> Task details
Please extract every line of the records below that contains the word "dark", treating uppercase and lowercase as different.

Bounding-box records:
* begin *
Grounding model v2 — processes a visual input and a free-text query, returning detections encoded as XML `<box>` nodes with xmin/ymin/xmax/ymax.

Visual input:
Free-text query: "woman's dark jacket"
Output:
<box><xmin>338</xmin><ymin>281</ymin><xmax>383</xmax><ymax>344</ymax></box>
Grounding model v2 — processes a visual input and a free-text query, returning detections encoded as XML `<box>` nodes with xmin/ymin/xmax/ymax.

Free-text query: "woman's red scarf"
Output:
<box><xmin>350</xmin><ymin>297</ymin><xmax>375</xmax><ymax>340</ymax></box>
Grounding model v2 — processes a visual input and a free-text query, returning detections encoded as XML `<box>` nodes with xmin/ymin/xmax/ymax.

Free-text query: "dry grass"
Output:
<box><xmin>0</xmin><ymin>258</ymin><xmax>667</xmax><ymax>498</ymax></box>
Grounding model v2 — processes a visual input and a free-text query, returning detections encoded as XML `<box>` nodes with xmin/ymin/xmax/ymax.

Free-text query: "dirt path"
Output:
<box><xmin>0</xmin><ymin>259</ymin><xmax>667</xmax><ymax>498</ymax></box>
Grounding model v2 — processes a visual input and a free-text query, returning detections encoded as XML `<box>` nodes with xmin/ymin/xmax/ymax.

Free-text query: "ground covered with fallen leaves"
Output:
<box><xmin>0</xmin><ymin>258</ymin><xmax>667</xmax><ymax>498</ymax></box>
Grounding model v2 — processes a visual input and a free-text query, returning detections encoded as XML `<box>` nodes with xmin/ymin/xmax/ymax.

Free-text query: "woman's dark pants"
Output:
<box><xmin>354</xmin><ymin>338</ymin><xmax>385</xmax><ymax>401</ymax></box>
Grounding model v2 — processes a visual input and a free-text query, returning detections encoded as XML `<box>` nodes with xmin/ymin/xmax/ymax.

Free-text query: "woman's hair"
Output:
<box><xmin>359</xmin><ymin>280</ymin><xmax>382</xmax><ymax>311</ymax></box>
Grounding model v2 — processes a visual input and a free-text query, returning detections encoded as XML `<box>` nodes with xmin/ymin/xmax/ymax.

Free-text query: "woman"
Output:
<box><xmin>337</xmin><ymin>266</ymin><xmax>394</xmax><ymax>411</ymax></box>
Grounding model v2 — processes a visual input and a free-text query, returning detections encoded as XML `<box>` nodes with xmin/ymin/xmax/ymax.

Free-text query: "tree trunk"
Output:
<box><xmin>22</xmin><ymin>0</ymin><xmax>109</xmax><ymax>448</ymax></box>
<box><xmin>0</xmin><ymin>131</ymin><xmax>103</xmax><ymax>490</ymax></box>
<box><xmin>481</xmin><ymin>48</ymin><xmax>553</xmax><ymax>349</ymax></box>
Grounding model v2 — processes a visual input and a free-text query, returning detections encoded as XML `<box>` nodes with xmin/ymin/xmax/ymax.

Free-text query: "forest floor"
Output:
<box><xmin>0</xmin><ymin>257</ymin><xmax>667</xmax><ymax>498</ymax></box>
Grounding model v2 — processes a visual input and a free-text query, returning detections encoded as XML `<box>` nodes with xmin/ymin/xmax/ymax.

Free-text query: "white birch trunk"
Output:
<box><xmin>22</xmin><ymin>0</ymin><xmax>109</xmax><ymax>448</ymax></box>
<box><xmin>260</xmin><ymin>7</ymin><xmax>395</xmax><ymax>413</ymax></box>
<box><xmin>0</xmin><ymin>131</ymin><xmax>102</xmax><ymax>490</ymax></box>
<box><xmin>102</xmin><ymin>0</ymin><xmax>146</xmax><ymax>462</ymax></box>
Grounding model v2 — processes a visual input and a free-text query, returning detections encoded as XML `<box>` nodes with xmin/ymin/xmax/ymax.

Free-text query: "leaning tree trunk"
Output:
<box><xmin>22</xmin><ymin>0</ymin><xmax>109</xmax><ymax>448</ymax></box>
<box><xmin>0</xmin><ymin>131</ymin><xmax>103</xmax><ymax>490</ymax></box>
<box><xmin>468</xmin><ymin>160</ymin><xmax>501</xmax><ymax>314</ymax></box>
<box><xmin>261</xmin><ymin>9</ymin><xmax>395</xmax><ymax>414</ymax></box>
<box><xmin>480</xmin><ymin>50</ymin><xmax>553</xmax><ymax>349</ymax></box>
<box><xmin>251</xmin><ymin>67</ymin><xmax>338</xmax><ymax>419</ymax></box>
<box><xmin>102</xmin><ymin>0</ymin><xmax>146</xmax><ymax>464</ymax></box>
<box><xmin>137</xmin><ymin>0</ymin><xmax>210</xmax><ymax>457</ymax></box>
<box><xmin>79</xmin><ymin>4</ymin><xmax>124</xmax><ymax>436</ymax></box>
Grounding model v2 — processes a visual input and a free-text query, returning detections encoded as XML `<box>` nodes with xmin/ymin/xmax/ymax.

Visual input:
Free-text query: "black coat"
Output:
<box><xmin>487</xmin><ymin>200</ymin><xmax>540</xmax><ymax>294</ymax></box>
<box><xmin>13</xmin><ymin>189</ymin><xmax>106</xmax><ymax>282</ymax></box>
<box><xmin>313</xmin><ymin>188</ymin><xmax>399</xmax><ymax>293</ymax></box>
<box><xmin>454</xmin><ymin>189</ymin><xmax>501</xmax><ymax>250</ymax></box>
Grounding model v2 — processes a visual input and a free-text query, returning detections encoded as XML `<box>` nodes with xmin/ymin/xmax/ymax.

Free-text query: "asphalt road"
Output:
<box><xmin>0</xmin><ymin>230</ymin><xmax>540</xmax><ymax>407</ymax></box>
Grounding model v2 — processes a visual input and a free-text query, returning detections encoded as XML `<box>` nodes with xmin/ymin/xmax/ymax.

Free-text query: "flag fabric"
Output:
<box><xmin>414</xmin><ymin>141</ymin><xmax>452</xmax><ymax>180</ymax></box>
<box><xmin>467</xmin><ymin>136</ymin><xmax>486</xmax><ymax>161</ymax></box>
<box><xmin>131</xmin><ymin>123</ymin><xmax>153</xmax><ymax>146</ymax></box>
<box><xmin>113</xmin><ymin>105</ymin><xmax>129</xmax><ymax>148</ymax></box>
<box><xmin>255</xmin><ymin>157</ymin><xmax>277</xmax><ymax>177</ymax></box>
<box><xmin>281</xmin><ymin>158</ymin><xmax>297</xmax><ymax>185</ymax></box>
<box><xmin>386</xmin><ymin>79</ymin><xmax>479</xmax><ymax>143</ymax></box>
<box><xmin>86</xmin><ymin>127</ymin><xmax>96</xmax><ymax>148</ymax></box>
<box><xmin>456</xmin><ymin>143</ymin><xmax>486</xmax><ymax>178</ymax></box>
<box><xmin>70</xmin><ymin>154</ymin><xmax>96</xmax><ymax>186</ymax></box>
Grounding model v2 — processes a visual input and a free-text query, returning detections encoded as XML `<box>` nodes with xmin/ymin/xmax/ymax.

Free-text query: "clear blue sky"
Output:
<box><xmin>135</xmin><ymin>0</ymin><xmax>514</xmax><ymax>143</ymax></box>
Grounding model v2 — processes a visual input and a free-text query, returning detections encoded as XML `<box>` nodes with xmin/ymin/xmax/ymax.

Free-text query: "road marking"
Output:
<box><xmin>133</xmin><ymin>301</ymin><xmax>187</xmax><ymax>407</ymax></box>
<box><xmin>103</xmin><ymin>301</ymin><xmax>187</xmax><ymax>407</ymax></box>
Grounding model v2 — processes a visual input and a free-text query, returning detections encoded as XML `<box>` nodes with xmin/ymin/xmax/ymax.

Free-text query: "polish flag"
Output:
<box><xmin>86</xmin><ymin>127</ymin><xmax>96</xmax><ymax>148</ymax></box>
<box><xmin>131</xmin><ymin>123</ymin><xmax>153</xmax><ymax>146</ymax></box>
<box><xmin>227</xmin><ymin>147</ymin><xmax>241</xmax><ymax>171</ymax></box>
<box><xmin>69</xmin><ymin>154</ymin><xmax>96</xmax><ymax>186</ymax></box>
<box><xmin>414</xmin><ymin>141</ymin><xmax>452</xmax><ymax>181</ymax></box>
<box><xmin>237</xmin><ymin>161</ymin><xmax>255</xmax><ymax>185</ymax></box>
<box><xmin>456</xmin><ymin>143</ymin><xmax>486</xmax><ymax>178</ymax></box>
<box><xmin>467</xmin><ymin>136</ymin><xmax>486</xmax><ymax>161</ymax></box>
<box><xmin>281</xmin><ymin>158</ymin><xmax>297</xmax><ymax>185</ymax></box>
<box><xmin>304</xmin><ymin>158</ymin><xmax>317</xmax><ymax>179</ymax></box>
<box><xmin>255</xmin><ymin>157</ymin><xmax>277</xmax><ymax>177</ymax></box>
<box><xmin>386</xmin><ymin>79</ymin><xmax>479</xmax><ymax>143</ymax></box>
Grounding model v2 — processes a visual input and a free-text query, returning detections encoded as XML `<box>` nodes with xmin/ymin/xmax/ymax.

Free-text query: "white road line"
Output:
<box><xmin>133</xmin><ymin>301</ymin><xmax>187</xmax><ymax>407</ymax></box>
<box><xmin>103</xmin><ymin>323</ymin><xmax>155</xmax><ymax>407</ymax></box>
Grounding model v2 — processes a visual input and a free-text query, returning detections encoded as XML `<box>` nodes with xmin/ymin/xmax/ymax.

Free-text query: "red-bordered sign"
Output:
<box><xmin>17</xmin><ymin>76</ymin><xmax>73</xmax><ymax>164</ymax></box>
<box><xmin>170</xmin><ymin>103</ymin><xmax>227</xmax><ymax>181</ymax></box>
* end *
> Output for this task
Free-text query: "woman's dark jacket"
Free-text query: "woman's dark pants"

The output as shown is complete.